Exercise brief –
Across the data below, how many lines hold "query"? Answer with that number and nothing else.
##### Material for this task #####
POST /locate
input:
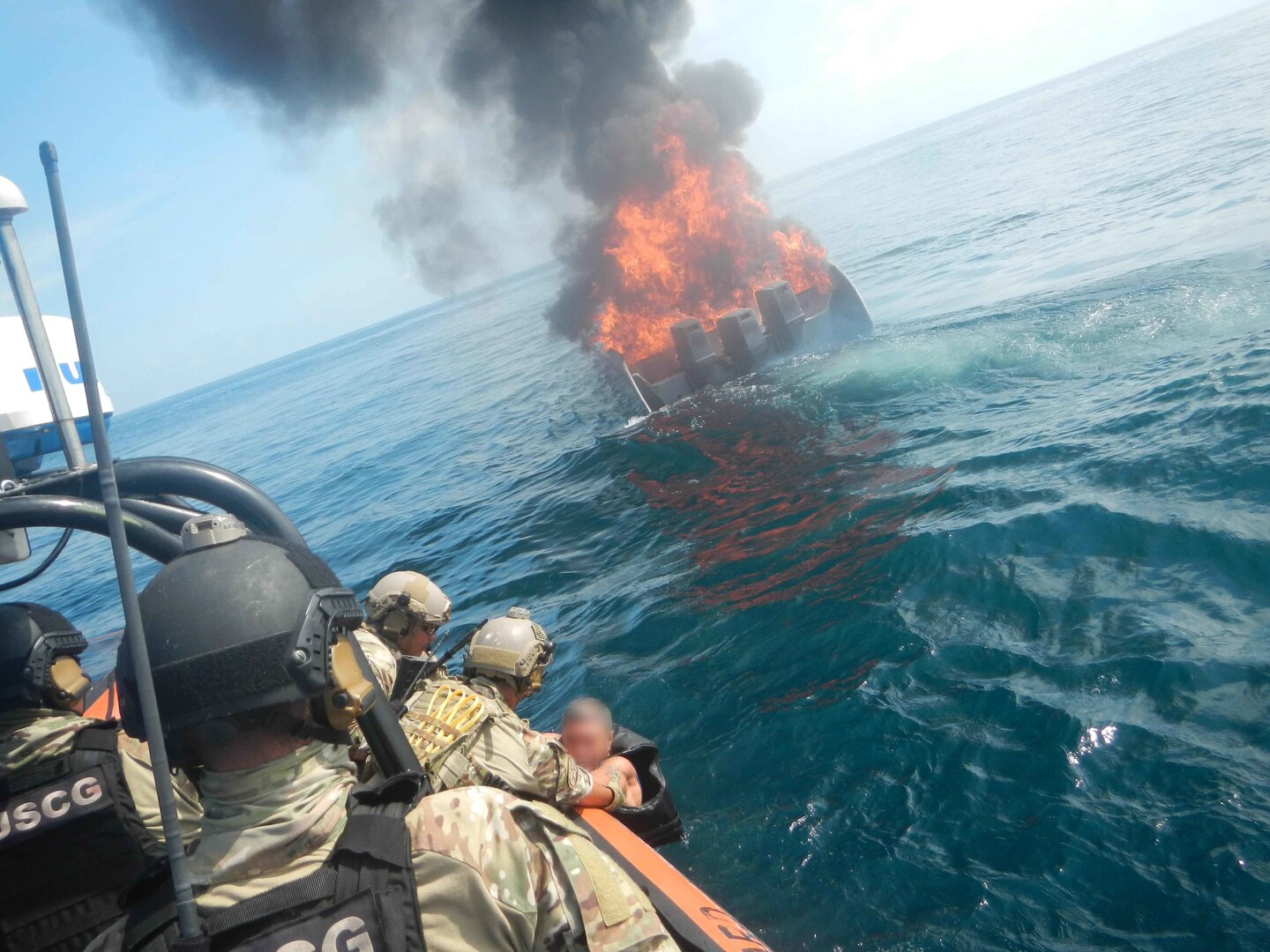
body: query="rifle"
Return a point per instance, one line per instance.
#####
##### Material for this task #####
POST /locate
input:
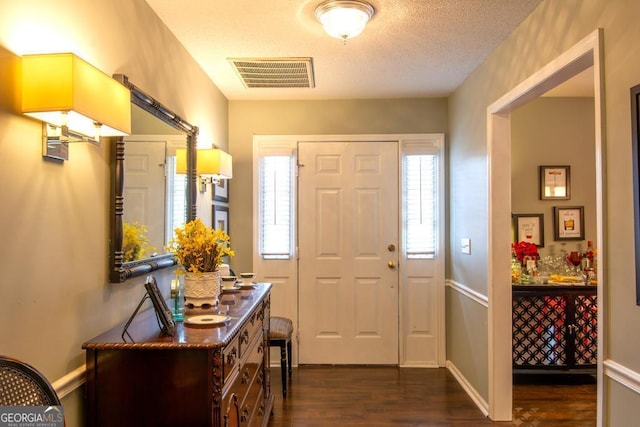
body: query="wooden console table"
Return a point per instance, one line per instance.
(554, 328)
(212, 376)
#####
Solved exercise –
2